BEGIN Dataset entries
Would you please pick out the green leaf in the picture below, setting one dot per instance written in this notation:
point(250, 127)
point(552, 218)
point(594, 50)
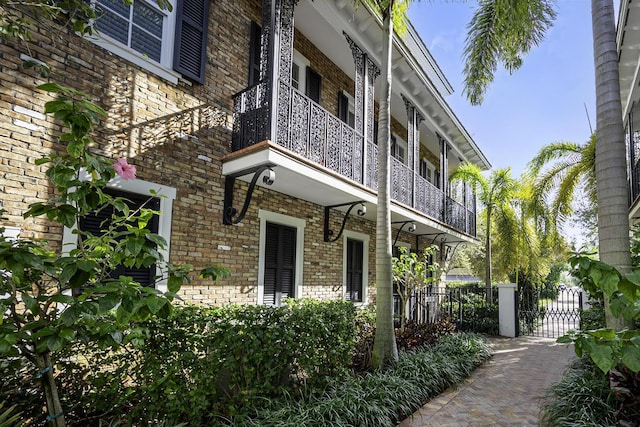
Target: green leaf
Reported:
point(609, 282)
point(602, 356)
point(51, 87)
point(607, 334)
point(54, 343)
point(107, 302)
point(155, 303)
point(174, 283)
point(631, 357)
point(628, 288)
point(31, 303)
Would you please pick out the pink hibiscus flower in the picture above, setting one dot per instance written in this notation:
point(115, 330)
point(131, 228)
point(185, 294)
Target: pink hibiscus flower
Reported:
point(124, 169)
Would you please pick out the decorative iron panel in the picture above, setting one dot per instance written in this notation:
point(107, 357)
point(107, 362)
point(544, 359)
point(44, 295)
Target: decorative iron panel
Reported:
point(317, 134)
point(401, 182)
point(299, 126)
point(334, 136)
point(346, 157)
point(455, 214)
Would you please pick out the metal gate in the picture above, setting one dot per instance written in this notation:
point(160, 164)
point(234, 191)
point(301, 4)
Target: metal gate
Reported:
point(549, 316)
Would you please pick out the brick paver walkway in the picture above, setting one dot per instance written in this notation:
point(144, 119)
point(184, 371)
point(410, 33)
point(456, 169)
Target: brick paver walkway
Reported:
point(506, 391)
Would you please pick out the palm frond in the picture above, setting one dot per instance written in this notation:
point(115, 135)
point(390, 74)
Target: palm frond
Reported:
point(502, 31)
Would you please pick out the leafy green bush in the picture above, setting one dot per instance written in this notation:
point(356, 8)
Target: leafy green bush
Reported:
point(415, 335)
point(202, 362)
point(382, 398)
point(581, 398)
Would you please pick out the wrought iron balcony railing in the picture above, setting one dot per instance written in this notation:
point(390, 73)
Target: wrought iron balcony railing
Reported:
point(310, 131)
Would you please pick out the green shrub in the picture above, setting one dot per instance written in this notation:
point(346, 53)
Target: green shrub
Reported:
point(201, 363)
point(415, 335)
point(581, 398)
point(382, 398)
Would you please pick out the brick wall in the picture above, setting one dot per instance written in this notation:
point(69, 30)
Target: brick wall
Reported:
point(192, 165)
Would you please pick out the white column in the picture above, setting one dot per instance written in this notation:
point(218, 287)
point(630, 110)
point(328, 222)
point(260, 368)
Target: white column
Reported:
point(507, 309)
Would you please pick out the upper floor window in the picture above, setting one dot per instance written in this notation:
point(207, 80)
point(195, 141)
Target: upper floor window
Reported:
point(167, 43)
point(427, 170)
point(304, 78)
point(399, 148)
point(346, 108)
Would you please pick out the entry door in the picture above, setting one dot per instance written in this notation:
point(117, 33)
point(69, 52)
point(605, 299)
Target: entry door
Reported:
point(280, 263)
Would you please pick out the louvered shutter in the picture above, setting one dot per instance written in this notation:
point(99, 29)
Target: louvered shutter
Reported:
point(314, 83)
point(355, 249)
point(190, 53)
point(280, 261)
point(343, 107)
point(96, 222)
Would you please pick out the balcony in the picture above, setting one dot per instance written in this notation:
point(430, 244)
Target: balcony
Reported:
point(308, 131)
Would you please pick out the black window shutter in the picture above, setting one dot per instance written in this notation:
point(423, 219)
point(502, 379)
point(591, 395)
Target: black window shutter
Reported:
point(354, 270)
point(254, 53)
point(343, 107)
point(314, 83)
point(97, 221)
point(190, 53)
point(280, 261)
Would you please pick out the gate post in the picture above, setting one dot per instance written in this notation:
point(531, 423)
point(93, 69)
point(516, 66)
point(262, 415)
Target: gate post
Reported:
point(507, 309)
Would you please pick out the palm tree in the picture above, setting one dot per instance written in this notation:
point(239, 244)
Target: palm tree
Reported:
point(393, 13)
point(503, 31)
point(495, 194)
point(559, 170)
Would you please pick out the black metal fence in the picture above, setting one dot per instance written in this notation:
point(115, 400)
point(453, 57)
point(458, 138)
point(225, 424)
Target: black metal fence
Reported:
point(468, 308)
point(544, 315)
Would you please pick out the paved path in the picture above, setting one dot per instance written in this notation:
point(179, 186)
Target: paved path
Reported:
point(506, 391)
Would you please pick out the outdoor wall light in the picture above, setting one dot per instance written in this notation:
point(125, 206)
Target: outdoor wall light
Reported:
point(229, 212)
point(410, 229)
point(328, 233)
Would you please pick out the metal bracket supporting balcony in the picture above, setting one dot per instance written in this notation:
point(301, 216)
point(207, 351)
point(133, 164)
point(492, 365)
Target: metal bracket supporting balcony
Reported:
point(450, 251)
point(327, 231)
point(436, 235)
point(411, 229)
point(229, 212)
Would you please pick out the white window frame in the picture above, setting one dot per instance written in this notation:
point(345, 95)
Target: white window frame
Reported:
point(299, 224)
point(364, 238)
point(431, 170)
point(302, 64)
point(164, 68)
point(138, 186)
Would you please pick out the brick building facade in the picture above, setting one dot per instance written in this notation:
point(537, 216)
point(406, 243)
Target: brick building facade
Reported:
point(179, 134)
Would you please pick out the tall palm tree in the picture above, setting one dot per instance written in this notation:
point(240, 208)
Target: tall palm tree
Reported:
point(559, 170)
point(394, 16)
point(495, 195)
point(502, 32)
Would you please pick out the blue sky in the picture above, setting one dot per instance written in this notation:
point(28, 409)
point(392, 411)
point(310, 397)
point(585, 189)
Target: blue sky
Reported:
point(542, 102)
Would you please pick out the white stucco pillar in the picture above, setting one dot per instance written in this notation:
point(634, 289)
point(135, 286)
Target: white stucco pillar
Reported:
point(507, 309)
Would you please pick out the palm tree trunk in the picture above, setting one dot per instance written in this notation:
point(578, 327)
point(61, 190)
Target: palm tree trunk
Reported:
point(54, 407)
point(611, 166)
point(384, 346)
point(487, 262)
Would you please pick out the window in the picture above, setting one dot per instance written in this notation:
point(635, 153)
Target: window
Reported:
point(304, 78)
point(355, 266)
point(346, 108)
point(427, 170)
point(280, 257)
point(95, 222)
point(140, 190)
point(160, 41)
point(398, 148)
END Dataset entries
BEGIN Dataset entries
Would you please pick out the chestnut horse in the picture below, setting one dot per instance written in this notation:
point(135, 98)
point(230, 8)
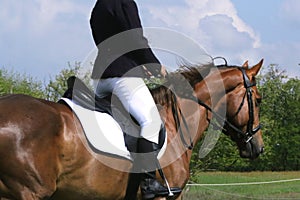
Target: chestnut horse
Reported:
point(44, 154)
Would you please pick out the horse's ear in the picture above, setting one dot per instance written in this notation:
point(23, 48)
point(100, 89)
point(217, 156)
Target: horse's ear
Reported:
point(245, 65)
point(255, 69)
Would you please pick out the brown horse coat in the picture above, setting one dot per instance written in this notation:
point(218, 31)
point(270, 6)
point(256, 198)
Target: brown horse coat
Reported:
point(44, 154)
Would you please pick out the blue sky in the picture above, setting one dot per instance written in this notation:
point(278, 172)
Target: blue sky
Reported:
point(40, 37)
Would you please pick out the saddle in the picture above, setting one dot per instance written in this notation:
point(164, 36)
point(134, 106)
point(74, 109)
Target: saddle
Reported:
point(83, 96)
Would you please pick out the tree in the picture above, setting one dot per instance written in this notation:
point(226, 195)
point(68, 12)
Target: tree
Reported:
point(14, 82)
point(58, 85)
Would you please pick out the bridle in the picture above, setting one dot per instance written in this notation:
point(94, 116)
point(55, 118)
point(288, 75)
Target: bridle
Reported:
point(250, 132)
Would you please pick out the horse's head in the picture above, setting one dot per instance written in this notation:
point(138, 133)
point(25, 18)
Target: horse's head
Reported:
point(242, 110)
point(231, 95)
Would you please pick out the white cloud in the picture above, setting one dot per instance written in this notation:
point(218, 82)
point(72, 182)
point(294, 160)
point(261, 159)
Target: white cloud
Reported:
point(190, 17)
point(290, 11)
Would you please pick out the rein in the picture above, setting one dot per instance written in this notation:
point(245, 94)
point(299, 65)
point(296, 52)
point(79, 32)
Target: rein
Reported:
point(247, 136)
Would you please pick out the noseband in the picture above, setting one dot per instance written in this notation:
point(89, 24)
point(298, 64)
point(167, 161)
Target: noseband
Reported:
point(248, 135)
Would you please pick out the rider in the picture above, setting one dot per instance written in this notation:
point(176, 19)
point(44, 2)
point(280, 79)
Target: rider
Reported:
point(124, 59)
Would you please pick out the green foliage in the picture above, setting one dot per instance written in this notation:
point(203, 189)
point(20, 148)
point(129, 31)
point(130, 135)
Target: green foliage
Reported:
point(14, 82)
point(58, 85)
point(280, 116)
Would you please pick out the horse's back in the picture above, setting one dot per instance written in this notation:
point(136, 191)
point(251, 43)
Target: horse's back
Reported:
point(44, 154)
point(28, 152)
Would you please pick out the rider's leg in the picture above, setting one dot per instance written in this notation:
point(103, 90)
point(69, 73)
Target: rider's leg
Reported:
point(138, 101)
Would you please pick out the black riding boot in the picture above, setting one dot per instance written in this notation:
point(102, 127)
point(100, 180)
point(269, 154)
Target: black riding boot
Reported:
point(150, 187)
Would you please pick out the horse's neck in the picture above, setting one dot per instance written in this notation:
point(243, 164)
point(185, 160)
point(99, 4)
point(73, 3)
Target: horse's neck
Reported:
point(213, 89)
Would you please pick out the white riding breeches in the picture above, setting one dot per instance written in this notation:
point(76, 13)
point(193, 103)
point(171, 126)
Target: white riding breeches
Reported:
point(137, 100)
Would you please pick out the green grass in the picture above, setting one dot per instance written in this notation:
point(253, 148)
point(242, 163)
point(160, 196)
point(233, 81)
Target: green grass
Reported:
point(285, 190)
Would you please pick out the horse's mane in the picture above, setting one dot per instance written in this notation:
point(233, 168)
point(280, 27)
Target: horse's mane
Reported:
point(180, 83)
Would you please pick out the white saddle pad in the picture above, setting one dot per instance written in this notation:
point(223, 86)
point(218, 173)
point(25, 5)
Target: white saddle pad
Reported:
END Dataset entries
Action item:
I need every line from the material that contains the word "railing".

Answer box:
Would you please pick out the wrought iron balcony railing in the picture above, setting one dot per instance written in this notation:
Target: wrought iron balcony railing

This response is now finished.